_Excerpted text_
········

Codebase list e-mem / master
master

Tree @master (Download .tar.gz)

*** E-MEM PROGRAM README ***

-- DESCRIPTION --

E-MEM is an efficient MEM computation program for large genomes which can be used as a stand alone application or a drop in replacement for MUMmer3. The detailed comparison of E-MEM with other leading programs can be found in E-MEM paper (Nilesh Khiste and Lucian Ilie).

   USAGE:
    e-mem  [options]  <reference>  <query> ...

    [options]    type 'e-mem -h' for a list of options.
    <reference>  reference file with one or more FastA sequences
    <query>      query file with one or more FastA sequences

   OUTPUT:
                 stdout  a list of exact matches

-- INSTALLATION --

After extracting the files into the desired installation directory,
change to the "e-mem" directory.  Once in this directory, type: "make"

This command will build the e-mem binary. If you see any error messages, please
contact authors.

For sanity test, please execute shell-script run_example. On success, the script
will print "Test passed" as output.


-- RUNNING E-MEM STANDALONE --

The E-MEM program can be used with fastA files with one or more sequences. The program can be run in both serial and parallel mode. The parallel mode has an advantage in terms of time with respect to serial mode.

The valid set of options for e-mem program are:
Options:
-n	match only the characters a, c, g, or t
  	they can be in upper or in lower case
-l	set the minimum length of a match. The default length
  	is 50
-b	compute forward and reverse complement matches
-r	only compute reverse complement matches
-c	report the query-position of a reverse complement match
  	relative to the original query sequence
-F	force 4 column output format regardless of the number of
  	reference sequence input
-L	show the length of the query sequences on the header line
-d	set the split size. The default value is 1
-t	number of threads. The default is 1 thread
-h	show possible options


Apart from the options used in Mummer, we provide two more options. The option -d is used for splitting the sequences into two or more parts.  By default this value is set to 1, which means no splitting. This option with value >1 will reduce the overall memory requirement of the program with some compromise on performance.

········

_Data excerpts_
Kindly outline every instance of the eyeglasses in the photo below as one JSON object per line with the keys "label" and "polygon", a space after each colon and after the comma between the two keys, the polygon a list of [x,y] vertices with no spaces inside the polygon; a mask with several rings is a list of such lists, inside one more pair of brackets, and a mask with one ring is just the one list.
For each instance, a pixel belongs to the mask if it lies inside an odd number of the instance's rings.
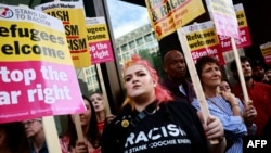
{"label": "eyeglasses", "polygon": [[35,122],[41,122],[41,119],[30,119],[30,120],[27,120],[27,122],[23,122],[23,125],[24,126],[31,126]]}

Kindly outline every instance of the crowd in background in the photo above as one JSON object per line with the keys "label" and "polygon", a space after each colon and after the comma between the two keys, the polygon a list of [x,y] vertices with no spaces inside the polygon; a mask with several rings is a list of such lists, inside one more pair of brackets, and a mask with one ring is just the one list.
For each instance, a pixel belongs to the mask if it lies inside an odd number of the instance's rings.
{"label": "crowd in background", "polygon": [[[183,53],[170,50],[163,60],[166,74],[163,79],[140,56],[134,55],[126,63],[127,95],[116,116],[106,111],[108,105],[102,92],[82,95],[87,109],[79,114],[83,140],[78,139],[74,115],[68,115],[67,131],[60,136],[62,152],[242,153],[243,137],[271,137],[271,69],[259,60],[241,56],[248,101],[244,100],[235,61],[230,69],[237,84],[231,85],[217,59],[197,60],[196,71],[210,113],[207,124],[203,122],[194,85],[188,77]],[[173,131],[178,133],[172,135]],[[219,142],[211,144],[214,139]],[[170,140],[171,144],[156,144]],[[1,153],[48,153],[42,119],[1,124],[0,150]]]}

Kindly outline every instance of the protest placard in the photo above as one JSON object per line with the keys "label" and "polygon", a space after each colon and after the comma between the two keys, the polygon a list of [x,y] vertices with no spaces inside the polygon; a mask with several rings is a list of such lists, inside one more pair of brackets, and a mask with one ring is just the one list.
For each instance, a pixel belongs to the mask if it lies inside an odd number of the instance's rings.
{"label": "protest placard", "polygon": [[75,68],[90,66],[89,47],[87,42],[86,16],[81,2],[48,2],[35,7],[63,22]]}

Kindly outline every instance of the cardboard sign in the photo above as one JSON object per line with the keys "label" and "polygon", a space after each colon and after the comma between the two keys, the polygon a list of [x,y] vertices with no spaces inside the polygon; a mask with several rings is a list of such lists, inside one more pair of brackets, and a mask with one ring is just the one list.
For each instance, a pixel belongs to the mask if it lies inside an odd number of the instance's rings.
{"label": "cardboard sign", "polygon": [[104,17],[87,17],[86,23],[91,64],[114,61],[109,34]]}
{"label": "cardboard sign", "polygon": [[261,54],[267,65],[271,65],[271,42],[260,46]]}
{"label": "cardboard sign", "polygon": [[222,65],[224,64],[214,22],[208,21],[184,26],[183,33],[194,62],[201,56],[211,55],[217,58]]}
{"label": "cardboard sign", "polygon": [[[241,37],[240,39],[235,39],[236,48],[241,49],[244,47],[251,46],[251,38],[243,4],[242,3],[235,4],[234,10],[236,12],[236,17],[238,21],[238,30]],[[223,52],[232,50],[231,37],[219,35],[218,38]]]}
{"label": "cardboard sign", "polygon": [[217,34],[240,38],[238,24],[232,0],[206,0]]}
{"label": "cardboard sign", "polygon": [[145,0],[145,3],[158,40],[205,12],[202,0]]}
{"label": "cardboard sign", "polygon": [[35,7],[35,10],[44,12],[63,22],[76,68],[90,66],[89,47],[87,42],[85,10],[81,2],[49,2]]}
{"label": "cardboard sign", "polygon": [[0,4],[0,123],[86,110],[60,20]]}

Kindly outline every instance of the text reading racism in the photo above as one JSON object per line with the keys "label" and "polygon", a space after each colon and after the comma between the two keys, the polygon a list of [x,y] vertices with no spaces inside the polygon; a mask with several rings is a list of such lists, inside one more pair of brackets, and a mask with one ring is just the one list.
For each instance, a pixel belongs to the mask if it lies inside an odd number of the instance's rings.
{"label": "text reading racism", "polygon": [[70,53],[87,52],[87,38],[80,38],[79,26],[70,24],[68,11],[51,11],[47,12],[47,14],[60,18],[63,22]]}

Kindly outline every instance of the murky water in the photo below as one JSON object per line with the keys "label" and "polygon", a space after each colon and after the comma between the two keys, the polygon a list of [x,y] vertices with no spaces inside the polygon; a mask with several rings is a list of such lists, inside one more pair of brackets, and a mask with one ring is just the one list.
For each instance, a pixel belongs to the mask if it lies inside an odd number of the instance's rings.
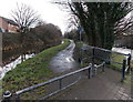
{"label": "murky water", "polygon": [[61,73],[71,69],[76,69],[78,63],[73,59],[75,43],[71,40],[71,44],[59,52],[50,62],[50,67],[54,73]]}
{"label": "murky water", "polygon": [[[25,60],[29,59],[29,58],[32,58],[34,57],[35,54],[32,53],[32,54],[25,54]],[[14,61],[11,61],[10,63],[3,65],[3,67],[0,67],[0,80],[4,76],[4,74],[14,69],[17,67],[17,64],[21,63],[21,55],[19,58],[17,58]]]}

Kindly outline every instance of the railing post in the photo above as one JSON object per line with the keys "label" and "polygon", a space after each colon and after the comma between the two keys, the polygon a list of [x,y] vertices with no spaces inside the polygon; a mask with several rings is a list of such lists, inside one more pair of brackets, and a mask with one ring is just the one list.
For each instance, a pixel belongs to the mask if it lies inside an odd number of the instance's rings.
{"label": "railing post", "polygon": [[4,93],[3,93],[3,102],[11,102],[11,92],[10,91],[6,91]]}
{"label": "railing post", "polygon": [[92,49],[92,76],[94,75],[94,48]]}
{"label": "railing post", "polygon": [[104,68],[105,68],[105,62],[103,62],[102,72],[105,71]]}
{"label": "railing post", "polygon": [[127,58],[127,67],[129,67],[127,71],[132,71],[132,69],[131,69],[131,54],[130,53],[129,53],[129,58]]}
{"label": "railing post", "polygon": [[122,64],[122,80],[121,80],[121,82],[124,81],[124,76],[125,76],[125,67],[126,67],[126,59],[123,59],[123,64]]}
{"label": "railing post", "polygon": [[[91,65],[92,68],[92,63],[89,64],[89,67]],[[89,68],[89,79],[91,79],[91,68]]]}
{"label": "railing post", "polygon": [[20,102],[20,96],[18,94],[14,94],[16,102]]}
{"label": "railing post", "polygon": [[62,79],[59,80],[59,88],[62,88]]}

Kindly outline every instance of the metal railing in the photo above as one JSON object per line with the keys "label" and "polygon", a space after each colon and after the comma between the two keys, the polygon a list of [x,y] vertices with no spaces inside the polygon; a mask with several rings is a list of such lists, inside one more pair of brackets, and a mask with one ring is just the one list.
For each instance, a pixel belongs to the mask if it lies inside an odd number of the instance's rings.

········

_Problem statement_
Pick up the E-MEM README after its last sentence and write what comes next.

_Output of the task_
The option -t is used for running the program in parallel mode. The default value is set to 1, which means serial mode. This option with value >1 will reduce overall running time of the program with some compromise on memory.

-- RUNNING E-MEM WITHIN MUMMER3 --

Mummer3 has many different scripts where one of the key program is MEM computation. In all the scripts, the MEM computation program can be replaced with E-MEM with ease for better performance.

For example, in order to use NUCMER (all-vs-all comparison of nucleotide sequences contained in FastA files) with E-MEM, simply change all the references to mummer (MEM computation program) with e-mem program. In script NUCMER, search for "$BIN_DIR/mummer" and replace it with "<path>/e-mem" where <path> is installation idirectory for e-mem program.

The other important script in MUmmer3 is run-mummer3 (the alignment program). To use this script with E-MEM, simply replace "$bindir/mummer" with "<path>/e-mem" where <path> is e-mem installation directory.